OUP user menu

Software-Automated Counting of Ki-67 Proliferation Index Correlates With Pathologic Grade and Disease Progression of Follicular Lymphomas

Mark A. Samols MD, PhD, Nathan E. Smith MD, Jonathan M. Gerber MD, Milena Vuica-Ross MD, PhD, Christopher D. Gocke MD, Kathleen H. Burns MD, PhD, Michael J. Borowitz MD, PhD, Toby C. Cornish MD, PhD, Amy S. Duffield MD, PhD
DOI: http://dx.doi.org/10.1309/AJCPTMA1F6LWYTQV 579-587 First published online: 1 October 2013

Abstract

Objectives: To examine the accuracy of software-assisted measurement of the Ki-67 proliferation index (PI) and its correlation with the grade and clinical progression of follicular lymphoma (FL).

Methods: High-power field equivalents were extracted from H&E- and Ki-67–immunostained slides of FL, and a nuclear quantitation algorithm was used to calculate a PI. Representative fields were manually counted for validation with close agreement.

▸ **Your objective**
Copy the article page above on software-automated Ki-67 counting in follicular lymphoma word for word, from start to finish.

Data for grounding objects from natural-language descriptions:
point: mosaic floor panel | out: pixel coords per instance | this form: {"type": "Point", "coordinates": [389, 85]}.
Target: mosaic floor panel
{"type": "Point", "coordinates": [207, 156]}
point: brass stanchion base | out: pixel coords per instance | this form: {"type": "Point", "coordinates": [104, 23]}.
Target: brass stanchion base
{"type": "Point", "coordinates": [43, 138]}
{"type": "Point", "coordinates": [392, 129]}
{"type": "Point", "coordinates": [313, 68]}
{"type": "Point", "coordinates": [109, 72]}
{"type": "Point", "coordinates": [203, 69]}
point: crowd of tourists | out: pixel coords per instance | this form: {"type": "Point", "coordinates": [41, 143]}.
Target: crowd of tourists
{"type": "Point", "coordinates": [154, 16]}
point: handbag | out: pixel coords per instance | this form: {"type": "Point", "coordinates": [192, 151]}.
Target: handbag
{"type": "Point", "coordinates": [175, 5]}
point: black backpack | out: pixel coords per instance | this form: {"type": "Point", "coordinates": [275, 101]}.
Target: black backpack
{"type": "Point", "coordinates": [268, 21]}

▸ **Task output**
OUP user menu

Software-Automated Counting of Ki-67 Proliferation Index Correlates With Pathologic Grade and Disease Progression of Follicular Lymphomas

Mark A. Samols MD, PhD, Nathan E. Smith MD, Jonathan M. Gerber MD, Milena Vuica-Ross MD, PhD, Christopher D. Gocke MD, Kathleen H. Burns MD, PhD, Michael J. Borowitz MD, PhD, Toby C. Cornish MD, PhD, Amy S. Duffield MD, PhD
DOI: http://dx.doi.org/10.1309/AJCPTMA1F6LWYTQV 579-587 First published online: 1 October 2013

Abstract

Objectives: To examine the accuracy of software-assisted measurement of the Ki-67 proliferation index (PI) and its correlation with the grade and clinical progression of follicular lymphoma (FL).

Methods: High-power field equivalents were extracted from H&E- and Ki-67–immunostained slides of FL, and a nuclear quantitation algorithm was used to calculate a PI. Representative fields were manually counted for validation with close agreement.